[Objetivo]
Prosiga el texto sobre la infancia de Benito Juárez a partir de su última oración.

[Texto mostrado]
Por Rafael Serrano
Benito Pablo Juárez García nació en la “noche honda”; un poblado de la Sierra Norte de Oaxaca que en zapoteco dícese Guelatao que también le llaman “Laguna encantada” o “grande”. Hace dos siglos y 17 años, el 21 de marzo de 1806. Sus padres eran “indígenas de la raza primitiva del país” de la “nación zapoteca”. Juárez escribe en sus “Apuntes para mis hijos”:
“En 21 de marzo de 1806 nací en el pueblo de San Pablo Guelatao de la Jurisdicción de Santo Tomás Ixtlán en el Estado de Oaxaca. Tuve la desgracia de no haber conocido a mis padres Marcelino Juárez y Brígida García, indios de la raza primitiva del país, porque apenas tenía yo tres años cuando murieron, habiendo quedado con mis hermanas María Josefa y Rosa al cuidado de nuestros abuelos paternos Pedro Juárez y Justa López, indios también de la nación zapoteca.”
Campesinos que murieron pronto, dejando en la orfandad a él y a sus hermanos, tenía 3 años. Vivió con sus abuelos que murieron también al poco tiempo. Fue peón de campo como todos los niños pobres de ayer y de hoy. Su tío Bernardino lo acogió y le enseñó un precario español, sabía que esa habla era una llave para sobrevivir. En Guelatao sólo se hablaba zapoteco, una lengua cuya estructura tiene un orden diferente al español: el significado y la intencionalidad de lo que se dice radica en el tono de la fonación y donde el verbo encabeza la oración. Escribió:
“Como mis padres no me dejaron ningún patrimonio y mi tío vivía de su trabajo personal, luego que tuve uso de razón me dediqué, hasta donde mí tierna edad me lo permitía, a las labores del campo. En algunos ratos desocupados mí tío me enseñaba a leer, me manifestaba lo útil y conveniente que era saber el idioma castellano y como entonces era sumamente difícil para la gente pobre y muy especialmente para la clase indígena, adoptar otra carrera científica que no fuese la eclesiástica, me indicaba sus deseos de que yo estudiase para ordenarme.”
Quedarse en Guelatao era condenarse y atarse a la noria de la pobreza. Vivían 20 familias, una comunidad “corta”. La única salida era la ciudad, Oaxaca:
“…en un pueblo corto, como el mío, que apenas contaba con veinte familias y en una época en que tan poco o nada se cuidaba de la educación de la juventud, no había escuela; ni siquiera se hablaba la lengua española, por lo que los padres de familia que podían costear la educación de sus hijos los llevaban a la ciudad de Oaxaca con este objeto, y los que no tenían la posibilidad de pagar la pensión correspondiente los llevaban a servir en las casas particulares a condición de que les enseñasen a leer y a escribir.”

[Ítems almacenados]

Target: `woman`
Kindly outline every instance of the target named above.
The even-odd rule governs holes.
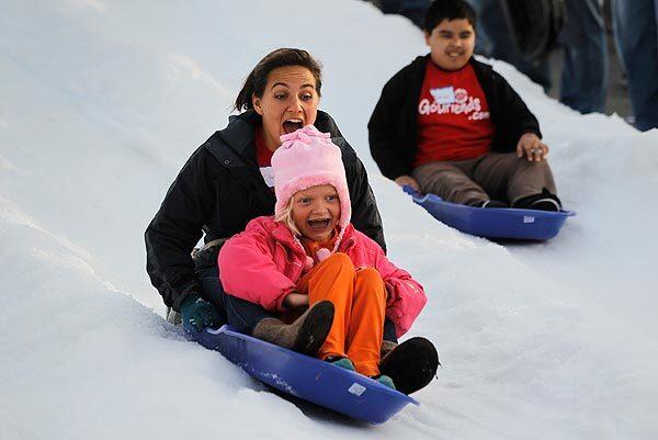
[[[220,244],[249,221],[274,213],[270,158],[281,135],[305,125],[330,133],[341,148],[352,222],[385,249],[365,168],[331,116],[318,110],[320,89],[320,66],[306,50],[268,54],[238,93],[235,108],[243,112],[194,151],[169,188],[146,229],[147,272],[188,328],[201,331],[226,320],[216,266]],[[206,246],[193,261],[203,233]],[[395,340],[395,331],[387,339]]]

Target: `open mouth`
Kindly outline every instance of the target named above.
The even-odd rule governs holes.
[[[310,230],[322,232],[329,227],[329,223],[331,223],[331,218],[317,218],[306,222]]]
[[[297,129],[302,128],[304,126],[304,121],[302,121],[300,119],[297,117],[291,117],[290,120],[285,120],[283,122],[283,131],[285,132],[285,134],[290,134],[293,132],[296,132]]]

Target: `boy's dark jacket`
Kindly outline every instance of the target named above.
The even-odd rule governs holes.
[[[253,136],[259,122],[253,111],[231,116],[226,128],[196,149],[146,229],[146,270],[164,304],[175,311],[188,294],[203,293],[190,256],[203,232],[206,242],[228,238],[245,230],[249,221],[274,214],[274,192],[256,162]],[[341,149],[352,224],[386,249],[382,218],[363,163],[331,116],[318,111],[314,125],[331,133],[331,140]]]
[[[411,174],[418,138],[418,102],[429,54],[419,56],[398,71],[382,90],[367,124],[370,148],[379,170],[395,180]],[[431,61],[430,61],[431,63]],[[496,135],[491,149],[514,151],[524,133],[542,137],[536,117],[511,86],[491,66],[470,58],[475,76],[485,92]]]

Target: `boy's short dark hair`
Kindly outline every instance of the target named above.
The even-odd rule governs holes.
[[[468,20],[475,29],[475,10],[464,0],[434,0],[426,12],[423,29],[431,33],[443,20]]]

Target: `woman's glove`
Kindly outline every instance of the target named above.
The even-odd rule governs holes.
[[[186,329],[194,328],[197,332],[206,327],[217,327],[220,324],[217,308],[195,293],[183,300],[181,319]]]

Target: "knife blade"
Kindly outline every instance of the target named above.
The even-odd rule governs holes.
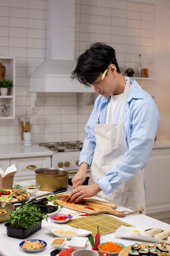
[[[37,199],[38,198],[43,198],[44,196],[46,196],[46,195],[55,195],[55,194],[57,194],[57,193],[60,193],[61,192],[65,192],[65,191],[66,191],[66,190],[67,190],[66,188],[62,188],[61,189],[57,189],[56,190],[54,190],[54,191],[51,191],[48,193],[46,193],[46,194],[43,194],[42,195],[38,195],[38,196],[36,196],[35,197],[32,198],[31,200],[33,200],[33,199],[35,200],[35,199]]]

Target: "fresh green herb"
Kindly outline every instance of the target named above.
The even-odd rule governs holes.
[[[58,204],[57,201],[58,200],[58,198],[57,196],[57,195],[50,195],[49,197],[47,197],[47,198],[49,199],[49,202],[53,201],[53,204],[55,205],[57,205]],[[61,208],[63,208],[63,207],[62,205],[60,205]]]
[[[43,216],[40,209],[27,203],[11,211],[7,221],[11,223],[11,227],[29,229],[36,223],[40,223]]]

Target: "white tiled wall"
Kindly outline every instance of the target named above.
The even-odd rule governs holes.
[[[105,42],[116,49],[123,73],[131,67],[137,75],[141,53],[144,67],[154,76],[154,2],[76,0],[75,58],[91,43]],[[16,62],[16,118],[0,121],[1,144],[21,142],[18,118],[30,113],[29,76],[45,58],[46,4],[47,0],[0,0],[0,56],[15,56]],[[91,93],[84,96],[78,112],[77,93],[38,93],[33,143],[82,140],[94,98]]]

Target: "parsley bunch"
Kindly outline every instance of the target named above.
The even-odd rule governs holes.
[[[11,223],[11,227],[30,229],[36,223],[40,223],[43,216],[40,209],[27,203],[11,211],[7,221]]]

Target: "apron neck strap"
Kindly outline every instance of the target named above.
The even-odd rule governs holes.
[[[123,123],[124,109],[125,106],[126,101],[129,90],[130,85],[130,79],[128,76],[125,76],[126,85],[124,89],[124,94],[121,100],[121,106],[120,110],[120,115],[119,119],[119,123]]]

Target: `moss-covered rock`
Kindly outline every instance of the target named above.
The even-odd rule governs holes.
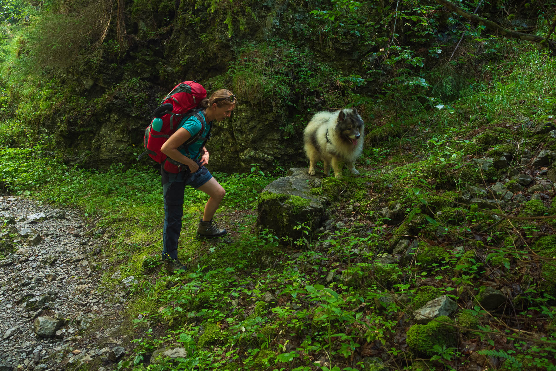
[[[433,264],[443,264],[448,261],[449,254],[440,246],[432,246],[425,243],[419,243],[417,253],[417,263],[421,268],[431,266]]]
[[[456,317],[456,324],[461,327],[473,330],[479,327],[479,320],[469,313],[460,313]]]
[[[291,175],[279,178],[261,192],[257,227],[268,229],[279,237],[311,239],[324,219],[325,199],[311,192],[317,177],[306,168],[290,171]]]
[[[213,344],[221,340],[224,337],[224,334],[222,333],[220,327],[216,323],[205,322],[202,325],[205,331],[199,337],[199,339],[197,342],[197,345],[199,348],[202,348]]]
[[[549,295],[556,296],[556,236],[541,237],[535,243],[533,249],[541,256],[548,258],[542,263],[542,280],[539,283],[541,289]]]
[[[438,321],[454,323],[453,320],[446,316],[440,316],[426,325],[416,324],[408,331],[407,342],[409,348],[419,354],[430,356],[436,352],[435,345],[441,348],[454,347],[456,342],[455,329]]]
[[[547,208],[540,200],[531,200],[525,202],[522,213],[527,216],[540,216],[544,215]]]
[[[411,298],[411,308],[420,308],[430,300],[442,295],[443,290],[434,286],[421,286],[418,288]]]

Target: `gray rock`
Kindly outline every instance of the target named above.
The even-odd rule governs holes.
[[[27,245],[29,246],[36,246],[40,244],[41,241],[42,241],[42,237],[41,237],[41,235],[35,234],[30,236],[27,239]]]
[[[433,299],[413,312],[419,323],[428,323],[431,318],[441,315],[450,315],[458,309],[458,304],[445,295]]]
[[[537,156],[537,159],[533,162],[533,166],[535,167],[541,166],[548,166],[553,162],[556,157],[556,152],[548,150],[543,150]]]
[[[125,287],[129,287],[130,286],[133,286],[135,284],[139,283],[139,281],[135,278],[135,276],[130,276],[129,277],[126,277],[123,280],[122,280],[122,283]]]
[[[262,301],[265,303],[272,303],[275,300],[276,298],[275,298],[274,295],[269,291],[265,293],[265,295],[262,296]]]
[[[125,353],[126,349],[123,347],[115,347],[108,353],[108,359],[113,362],[115,362],[121,358]]]
[[[512,180],[515,180],[518,183],[523,186],[529,185],[533,181],[533,178],[527,174],[518,174],[512,177]]]
[[[546,134],[549,133],[555,128],[556,127],[554,127],[554,125],[552,122],[547,121],[546,122],[542,122],[535,126],[534,131],[535,134]]]
[[[32,236],[34,234],[38,234],[38,231],[33,229],[32,228],[22,228],[18,234],[19,235],[19,237],[24,238],[26,237],[29,237]]]
[[[404,218],[405,209],[401,204],[395,204],[389,207],[383,207],[379,214],[383,217],[390,219],[393,222],[400,221]]]
[[[498,209],[503,208],[505,205],[505,202],[503,201],[498,200],[483,200],[483,199],[473,199],[471,200],[471,204],[476,204],[481,209]]]
[[[279,237],[297,240],[316,237],[316,230],[325,219],[325,199],[311,193],[311,186],[316,177],[309,175],[307,169],[290,169],[288,176],[276,179],[261,192],[258,202],[257,228],[274,231]],[[310,228],[296,229],[305,223]]]
[[[60,321],[52,317],[38,317],[35,319],[33,328],[35,333],[43,338],[50,338],[56,333]]]
[[[516,192],[519,192],[523,190],[523,186],[519,184],[519,183],[510,183],[509,190],[515,193]]]
[[[152,352],[151,356],[151,363],[153,364],[157,364],[160,363],[159,358],[170,358],[175,359],[176,358],[187,358],[187,351],[185,348],[172,348],[166,347],[160,349],[157,349]]]
[[[479,290],[477,300],[485,309],[492,310],[505,303],[506,296],[499,290],[490,286],[483,286]]]
[[[21,333],[21,329],[19,327],[12,327],[4,333],[4,338],[7,339],[11,336],[17,335],[20,333]]]
[[[27,215],[27,217],[33,220],[44,220],[46,219],[46,215],[44,212],[36,212]]]
[[[378,261],[381,264],[395,264],[398,263],[398,259],[394,255],[388,254],[383,254],[375,259],[375,261]]]
[[[527,190],[528,193],[535,193],[535,192],[542,192],[544,190],[544,186],[542,184],[535,184],[531,186]]]
[[[393,254],[395,254],[396,255],[403,255],[405,254],[405,252],[408,251],[408,249],[409,248],[409,246],[411,244],[411,241],[409,240],[400,240],[398,244],[394,248],[394,250],[392,250]]]
[[[468,187],[467,190],[469,191],[472,199],[480,199],[487,196],[487,190],[484,188],[471,186]]]
[[[502,167],[505,167],[508,166],[508,160],[506,157],[504,156],[497,157],[493,162],[493,166],[494,166],[495,169],[502,169]]]
[[[508,189],[501,182],[497,182],[496,184],[490,187],[490,191],[494,197],[498,198],[505,195],[508,192]]]
[[[485,157],[484,159],[473,159],[473,164],[481,170],[488,170],[492,167],[493,164],[492,157]]]
[[[6,360],[0,360],[0,371],[12,371],[17,369],[17,367]]]

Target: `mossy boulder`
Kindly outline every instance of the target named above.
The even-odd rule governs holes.
[[[221,339],[224,336],[220,327],[216,323],[205,322],[202,324],[203,333],[199,337],[197,345],[200,348],[210,345]]]
[[[418,324],[411,326],[408,331],[406,339],[409,348],[418,354],[430,357],[435,353],[433,349],[435,345],[441,348],[455,346],[457,340],[455,329],[440,322],[454,323],[449,317],[440,316],[426,325]]]
[[[421,268],[431,266],[433,264],[443,264],[448,261],[449,258],[448,252],[442,246],[419,243],[417,263],[420,263]]]
[[[544,215],[547,208],[540,200],[531,200],[525,203],[522,212],[527,216],[540,216]]]
[[[556,259],[556,236],[541,237],[533,249],[543,258]],[[552,296],[556,295],[556,264],[553,260],[543,260],[539,286]]]
[[[469,313],[462,313],[458,314],[456,317],[456,322],[459,326],[473,330],[479,327],[479,320]]]
[[[275,180],[259,197],[257,228],[268,229],[279,237],[312,239],[325,219],[325,199],[311,192],[319,179],[307,169],[290,169],[291,174]],[[303,227],[300,228],[299,225]]]

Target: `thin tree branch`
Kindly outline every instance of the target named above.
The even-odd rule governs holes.
[[[479,2],[479,4],[477,4],[477,7],[475,8],[475,11],[473,12],[473,14],[476,13],[477,11],[479,10],[479,7],[481,6],[481,4],[482,3],[483,3],[483,0],[481,0]],[[469,21],[469,23],[471,23],[470,21]],[[458,50],[458,47],[459,46],[460,43],[461,42],[461,40],[463,39],[463,37],[465,36],[465,31],[464,30],[463,33],[461,34],[461,38],[460,38],[459,41],[458,42],[458,44],[455,46],[455,48],[454,48],[454,51],[452,52],[452,55],[450,56],[450,58],[448,59],[449,62],[451,60],[452,58],[454,57],[454,55],[455,54],[455,51]]]
[[[480,16],[471,14],[469,12],[467,12],[463,8],[458,7],[449,1],[448,1],[448,0],[436,0],[436,2],[444,6],[450,10],[461,16],[461,17],[466,18],[471,22],[481,24],[491,31],[495,32],[497,34],[501,35],[508,38],[513,38],[518,40],[530,41],[531,42],[540,44],[543,47],[548,47],[552,52],[552,54],[553,55],[556,55],[556,41],[549,40],[547,38],[541,37],[540,36],[537,36],[537,35],[533,35],[530,33],[518,32],[517,31],[514,31],[511,29],[504,28],[500,24],[498,24],[498,23],[492,21],[489,21],[488,19],[484,18]]]

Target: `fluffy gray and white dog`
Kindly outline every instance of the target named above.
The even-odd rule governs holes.
[[[334,175],[340,176],[342,163],[352,174],[359,174],[354,164],[363,150],[364,136],[365,124],[355,108],[317,112],[303,131],[309,174],[316,174],[315,166],[320,160],[326,175],[330,175],[331,164]]]

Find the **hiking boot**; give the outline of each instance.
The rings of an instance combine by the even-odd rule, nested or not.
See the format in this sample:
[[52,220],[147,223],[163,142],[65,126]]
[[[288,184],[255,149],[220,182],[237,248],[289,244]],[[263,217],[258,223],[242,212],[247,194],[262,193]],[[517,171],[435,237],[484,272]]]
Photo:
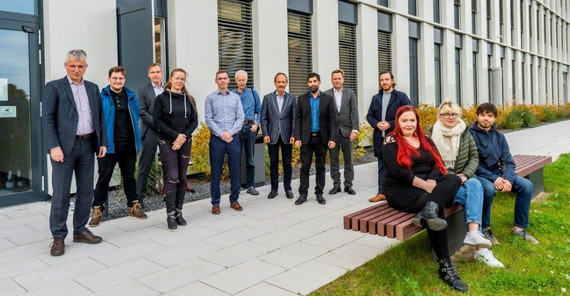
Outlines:
[[479,231],[468,231],[465,235],[463,243],[470,246],[476,246],[479,248],[490,248],[493,244],[491,241],[486,239],[483,234]]
[[103,217],[103,207],[94,206],[91,213],[91,220],[89,220],[89,227],[97,227],[101,223]]
[[475,254],[473,255],[473,259],[475,259],[475,261],[483,262],[490,267],[497,267],[497,268],[505,267],[503,265],[503,263],[501,263],[501,261],[499,261],[495,257],[493,252],[491,252],[491,250],[489,250],[489,249],[481,249],[481,250],[475,251]]
[[452,288],[459,290],[459,291],[467,291],[468,288],[459,278],[457,271],[455,271],[455,267],[451,264],[451,259],[439,259],[437,260],[439,263],[439,277],[447,283]]
[[247,193],[249,193],[251,195],[259,195],[259,191],[257,191],[254,186],[250,186],[247,189]]
[[538,241],[532,237],[532,235],[530,235],[526,229],[521,229],[521,230],[513,230],[511,231],[511,235],[513,236],[520,236],[522,237],[524,240],[527,240],[529,242],[531,242],[533,245],[538,245]]
[[148,218],[138,200],[133,201],[133,205],[129,208],[129,216],[135,217],[137,219]]
[[175,211],[167,213],[166,224],[168,225],[168,229],[170,229],[170,230],[176,230],[176,228],[178,228],[178,223],[176,223],[176,212]]
[[495,237],[495,235],[493,234],[493,231],[491,230],[491,228],[483,228],[483,235],[485,236],[486,239],[488,239],[493,246],[496,246],[499,244],[499,241],[497,240],[497,238]]

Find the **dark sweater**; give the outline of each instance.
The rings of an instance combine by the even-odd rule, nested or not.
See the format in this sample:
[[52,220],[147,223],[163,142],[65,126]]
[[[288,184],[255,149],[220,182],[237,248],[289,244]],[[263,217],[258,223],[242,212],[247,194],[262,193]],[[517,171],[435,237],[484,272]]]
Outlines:
[[507,139],[497,131],[497,126],[493,125],[489,131],[486,131],[475,122],[469,132],[475,140],[479,153],[479,166],[475,174],[491,182],[502,177],[514,184],[517,177],[515,161],[509,151]]
[[165,90],[154,100],[153,124],[162,140],[173,141],[179,134],[191,139],[198,127],[198,113],[189,95]]

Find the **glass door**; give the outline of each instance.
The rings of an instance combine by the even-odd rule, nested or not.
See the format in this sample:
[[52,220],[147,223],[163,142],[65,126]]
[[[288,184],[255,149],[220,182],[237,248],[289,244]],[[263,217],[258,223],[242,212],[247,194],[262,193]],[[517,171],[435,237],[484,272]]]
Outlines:
[[0,206],[43,195],[38,43],[37,22],[0,18]]

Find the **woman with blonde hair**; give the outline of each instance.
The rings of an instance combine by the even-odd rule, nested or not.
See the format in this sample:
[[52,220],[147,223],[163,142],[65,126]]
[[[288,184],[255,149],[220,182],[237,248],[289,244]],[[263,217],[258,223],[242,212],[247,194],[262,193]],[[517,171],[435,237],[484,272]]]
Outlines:
[[479,165],[479,154],[467,125],[461,119],[461,108],[446,99],[438,110],[438,120],[433,125],[431,138],[449,173],[461,178],[461,187],[454,202],[465,208],[467,235],[463,240],[466,245],[475,246],[475,259],[494,267],[503,267],[487,248],[492,243],[479,231],[483,211],[483,186],[475,176]]

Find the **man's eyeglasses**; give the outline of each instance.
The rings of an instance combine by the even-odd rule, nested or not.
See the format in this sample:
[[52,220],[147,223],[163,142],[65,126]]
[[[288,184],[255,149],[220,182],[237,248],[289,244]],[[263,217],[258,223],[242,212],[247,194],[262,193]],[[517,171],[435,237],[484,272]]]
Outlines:
[[457,116],[459,116],[459,114],[457,114],[457,113],[443,113],[440,115],[443,116],[443,118],[453,118],[453,119],[455,119],[455,118],[457,118]]

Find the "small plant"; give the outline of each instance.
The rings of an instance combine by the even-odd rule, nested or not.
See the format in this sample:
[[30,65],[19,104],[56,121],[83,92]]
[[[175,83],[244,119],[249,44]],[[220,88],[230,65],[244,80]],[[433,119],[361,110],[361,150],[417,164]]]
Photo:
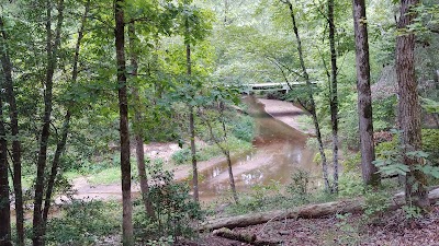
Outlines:
[[155,218],[147,216],[142,202],[138,202],[142,209],[134,218],[136,236],[147,245],[168,245],[165,243],[170,239],[177,242],[180,236],[193,236],[192,226],[204,215],[200,204],[189,195],[189,187],[177,184],[172,173],[164,171],[160,162],[153,163],[150,175],[154,185],[150,186],[148,197]]
[[48,221],[48,245],[91,245],[120,230],[117,203],[72,200],[63,216]]
[[423,210],[416,206],[403,206],[406,220],[415,220],[423,216]]
[[286,187],[288,191],[293,196],[306,197],[309,189],[309,172],[297,169],[291,176],[292,183]]
[[351,213],[336,215],[339,221],[337,226],[341,231],[337,238],[339,245],[358,245],[361,242],[358,226],[349,223],[350,216],[352,216]]
[[177,165],[184,164],[191,160],[191,150],[182,149],[172,154],[172,161]]
[[374,220],[380,218],[389,208],[389,195],[384,191],[368,189],[364,194],[364,218]]

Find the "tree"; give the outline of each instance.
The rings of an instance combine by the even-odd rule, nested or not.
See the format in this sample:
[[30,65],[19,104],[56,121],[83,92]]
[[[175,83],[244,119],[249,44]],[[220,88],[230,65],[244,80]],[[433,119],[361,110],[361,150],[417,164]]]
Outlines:
[[[2,79],[2,78],[1,78]],[[8,180],[8,142],[3,121],[3,98],[0,96],[0,246],[12,246],[11,211]]]
[[128,99],[126,85],[126,60],[125,60],[125,21],[124,0],[114,2],[114,43],[117,63],[117,87],[119,87],[119,114],[120,114],[120,138],[121,138],[121,172],[122,172],[122,203],[123,221],[122,236],[123,245],[134,245],[133,237],[133,204],[131,202],[131,164],[130,164],[130,130],[128,130]]
[[311,83],[309,74],[306,71],[306,66],[305,66],[305,61],[304,61],[304,57],[303,57],[302,40],[301,40],[301,36],[299,34],[297,24],[295,21],[294,7],[290,0],[280,0],[280,1],[284,4],[286,4],[289,8],[289,11],[290,11],[290,16],[291,16],[291,21],[293,24],[295,39],[297,42],[297,52],[299,52],[299,60],[300,60],[300,65],[301,65],[301,69],[302,69],[302,77],[305,79],[306,87],[307,87],[308,103],[304,106],[305,106],[306,110],[311,113],[311,115],[313,117],[314,128],[316,131],[317,141],[318,141],[318,152],[320,153],[320,157],[322,157],[322,168],[323,168],[323,178],[324,178],[324,183],[325,183],[325,189],[327,191],[330,191],[329,177],[328,177],[329,176],[328,175],[328,165],[327,165],[327,161],[326,161],[325,148],[324,148],[323,140],[322,140],[320,127],[319,127],[319,122],[317,119],[317,112],[316,112],[316,106],[315,106],[315,101],[314,101],[314,95],[313,95],[313,84]]
[[380,183],[375,160],[370,87],[368,20],[364,0],[353,0],[353,30],[356,34],[358,117],[360,129],[361,171],[365,185]]
[[2,16],[0,16],[0,59],[4,74],[4,87],[7,89],[7,101],[9,104],[9,117],[11,118],[12,133],[12,163],[13,163],[13,187],[15,192],[15,226],[18,235],[18,245],[24,246],[24,211],[23,211],[23,191],[22,191],[22,167],[21,167],[21,141],[19,139],[19,112],[16,108],[15,92],[12,81],[12,62],[9,56],[8,39]]
[[333,162],[334,184],[333,192],[338,192],[338,95],[337,95],[337,51],[336,51],[336,26],[334,21],[334,0],[328,0],[328,24],[329,24],[329,47],[330,47],[330,86],[329,107],[330,122],[333,129]]
[[43,127],[41,130],[40,150],[37,157],[36,181],[35,181],[35,200],[33,214],[33,245],[44,245],[44,221],[43,221],[43,197],[44,197],[44,173],[47,164],[47,148],[50,136],[50,116],[53,109],[53,86],[54,73],[57,66],[58,49],[61,42],[61,26],[64,21],[64,0],[59,0],[57,4],[57,23],[55,30],[55,38],[52,34],[52,1],[46,1],[46,55],[47,67],[45,78],[44,92],[44,115]]
[[[75,44],[75,55],[74,55],[74,62],[72,62],[72,69],[71,69],[70,85],[75,85],[77,83],[77,79],[78,79],[78,74],[79,74],[79,69],[78,69],[79,51],[80,51],[81,42],[82,42],[82,38],[83,38],[83,35],[85,35],[87,15],[88,15],[89,10],[90,10],[90,1],[91,0],[87,0],[87,2],[86,2],[85,12],[83,12],[83,15],[81,17],[80,27],[78,30],[78,38],[77,38],[76,44]],[[70,87],[70,90],[71,90],[71,87]],[[67,106],[66,106],[67,107],[67,112],[66,112],[65,117],[64,117],[60,136],[59,136],[57,144],[56,144],[56,150],[55,150],[54,157],[52,160],[50,175],[49,175],[49,178],[47,180],[47,188],[46,188],[44,209],[43,209],[43,232],[42,232],[43,235],[46,234],[46,225],[47,225],[48,213],[49,213],[49,210],[50,210],[52,196],[53,196],[53,192],[54,192],[56,176],[58,175],[58,169],[59,169],[59,165],[60,165],[60,159],[61,159],[61,155],[63,155],[63,153],[64,153],[64,151],[66,149],[68,133],[70,131],[70,120],[71,120],[71,117],[72,117],[72,107],[74,106],[75,106],[74,102],[71,102],[71,101],[67,102]]]
[[[137,49],[136,49],[136,28],[135,22],[133,21],[130,23],[128,26],[128,39],[130,39],[130,49],[131,49],[131,66],[132,66],[132,75],[134,79],[137,79],[138,73],[138,57],[137,57]],[[132,85],[132,95],[134,102],[139,102],[140,97],[138,95],[138,89],[135,84]],[[134,141],[136,144],[136,160],[137,160],[137,169],[138,169],[138,177],[140,180],[140,192],[142,199],[144,201],[146,213],[154,218],[154,210],[153,204],[148,198],[149,196],[149,186],[148,186],[148,178],[146,176],[146,167],[145,167],[145,150],[144,150],[144,134],[140,129],[142,127],[142,119],[143,115],[138,107],[134,107],[134,120],[133,120],[133,128],[134,128]]]
[[[221,92],[218,92],[218,93],[221,93]],[[234,178],[233,168],[232,168],[230,150],[229,150],[228,143],[227,143],[228,142],[228,134],[227,134],[228,130],[226,127],[227,119],[225,116],[225,99],[221,98],[221,96],[218,96],[217,98],[210,98],[209,102],[214,102],[214,104],[215,103],[217,104],[217,105],[207,105],[207,106],[215,108],[215,110],[218,114],[210,115],[210,113],[209,113],[210,108],[206,107],[206,109],[205,109],[206,114],[204,116],[202,116],[202,120],[207,126],[211,139],[219,148],[221,152],[223,152],[224,156],[226,157],[227,167],[228,167],[228,183],[230,185],[230,189],[232,189],[232,194],[233,194],[235,203],[239,203],[238,194],[236,192],[235,178]],[[202,113],[200,115],[202,115]],[[215,126],[213,124],[217,119],[219,119],[219,121],[221,121],[219,130],[215,130]]]
[[398,124],[402,131],[404,164],[410,169],[406,176],[406,199],[408,204],[423,209],[430,207],[427,194],[427,177],[416,166],[423,165],[419,157],[407,153],[421,150],[420,104],[415,74],[415,33],[407,31],[414,23],[416,11],[413,8],[419,0],[402,0],[397,27],[402,32],[396,37],[396,77],[398,83]]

[Respuesta]
El 17 de diciembre de 1818 bajó de la sierra que hoy lleva su nombre; caminó toda una noche hacia la ciudad de Oaxaca. Dejó atrás sus cariños, el campo y las ovejas que pastoreaba. Tomó una decisión entre el deseo y el sentimiento, tenía 12 años:
“…yo también sentía repugnancia de separarme de su lado, dejar la casa que había amparado mi niñez y mi orfandad, y abandonar a mis tiernos compañeros de infancia con quienes siempre se contraen relaciones y simpatías profundas que la ausencia lastima marchitando el corazón. Era cruel la lucha que existía entre estos sentimientos y mi deseo de ir a otra sociedad, nueva y desconocida para mí, para procurarme mi educación.”
En Noticias del Imperio Fernando del Paso relata de esta manera la fuga de un niño adolescente que se hizo hombre desde el infortunio: lleno de exilios, derrotas y pérdidas logró construir una Nación contra todo y todos:
“Un día, Benito Pablo abandonó a los parientes que lo habían recogido, a sus ovejas y a su pueblo natal de Guelatao —palabra que en su lengua quiere decir «noche honda»—y se largó a pie a la ciudad de Oaxaca situada a catorce leguas de distancia, para trabajar de sirviente en una de las casas grandes, como ya lo hacía su hermana mayor, y más que nada para aprender. Y en esa ciudad, capital del estado del mismo nombre, y ultramontana no sólo por estar más allá de las montañas, sino por su mojigatería y sumisión a Roma, Juárez aprendió castellano, aritmética y álgebra, latín, teología y jurisprudencia. Con el tiempo, y no sólo en Oaxaca sino en otras ciudades y otros exilios, ya fuera por alcanzar un propósito en el que se había empecinado o por cumplir un destino que le cayó del cielo, también aprendió a ser diputado, gobernador de su Estado, ministro de Justicia y de Gobernación, y presidente de la República.”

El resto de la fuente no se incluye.